According to the news report below about the fox cub cruelty trial, at what time on May 14 2016 did the tracker show the Land Rover arriving at the hunt's kennels?

SOURCE DOCUMENT:
_ _ _ _ _
Fox cub cruelty accused’s Land Rover tracked to two ‘dug out’ sites, court told

Updated

A Land Rover linked to hunting kennels where live fox cubs were allegedly thrown to the hounds was tracked to two areas of disturbed ground, a court has heard.

Prosecutors allege that the vehicle, belonging to terrierman Nathan Parry, was traced to both sites and the South Herefordshire Hunt’s kennels in 2016, after anti-bloodsport investigators attached a magnetic tracking device to his vehicle.

The 40-year-old is standing trial on animal cruelty charges at Birmingham Magistrates’ Court alongside the hunt’s Master of Hounds, Paul Oliver, and kennel maid Hannah Rose.

Giving evidence on the second day of the trial, hunt saboteur Karl Garside, a member of the Hunt Investigation Team (HIT), said he had helped to place covert cameras at the kennels in May 2016.

The witness, who was shielded from the dock and the public gallery by a screen, told the court the investigation started in March 2016 when a tracker was attached to Parry’s Land Rover at his home under the cover of darkness.

Mr Garside said the tracker indicated that the vehicle attended land near the Mynde estate in Herefordshire at 9.47am on May 14 2016 and arrived at the hunt’s kennels at 1.18pm.

Hannah Rose and Paul Oliver outside Birmingham Magistrates' Court
Hannah Rose and Paul Oliver outside Birmingham Magistrates' Court

Telling the court he had then attended the first site, where foxes are alleged to have been dug out, Mr Garside said: “We found a rural location, a wooded area backing on to fields.

“At the location that the tracker indicated, we found an old badger sett with four of five entrances. We knew foxes inhabited it because we could smell them and we found (poultry and pheasant) carcasses scattered around.
_ _ _ _ _
Data records
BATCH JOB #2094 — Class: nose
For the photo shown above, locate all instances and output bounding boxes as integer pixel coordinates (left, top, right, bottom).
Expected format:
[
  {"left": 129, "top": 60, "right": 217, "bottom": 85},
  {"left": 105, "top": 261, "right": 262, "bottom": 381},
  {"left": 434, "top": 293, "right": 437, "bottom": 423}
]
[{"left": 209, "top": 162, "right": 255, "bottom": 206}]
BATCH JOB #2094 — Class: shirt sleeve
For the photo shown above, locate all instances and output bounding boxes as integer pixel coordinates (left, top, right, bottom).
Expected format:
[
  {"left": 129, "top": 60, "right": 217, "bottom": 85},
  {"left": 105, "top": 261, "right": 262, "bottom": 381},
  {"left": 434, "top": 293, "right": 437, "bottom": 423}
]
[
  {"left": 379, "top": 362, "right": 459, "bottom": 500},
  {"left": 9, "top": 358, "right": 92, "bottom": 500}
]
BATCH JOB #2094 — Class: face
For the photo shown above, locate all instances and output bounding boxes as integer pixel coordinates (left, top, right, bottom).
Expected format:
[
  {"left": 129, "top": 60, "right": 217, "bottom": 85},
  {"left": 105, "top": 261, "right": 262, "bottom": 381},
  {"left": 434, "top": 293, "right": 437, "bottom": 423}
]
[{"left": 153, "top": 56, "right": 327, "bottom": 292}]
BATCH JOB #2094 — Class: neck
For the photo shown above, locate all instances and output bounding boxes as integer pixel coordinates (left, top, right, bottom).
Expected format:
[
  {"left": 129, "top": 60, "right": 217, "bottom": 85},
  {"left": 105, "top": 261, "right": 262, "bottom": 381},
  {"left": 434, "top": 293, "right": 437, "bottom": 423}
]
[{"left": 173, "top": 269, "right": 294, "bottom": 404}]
_ _ _ _ _
WRITTEN SOLUTION:
1.18pm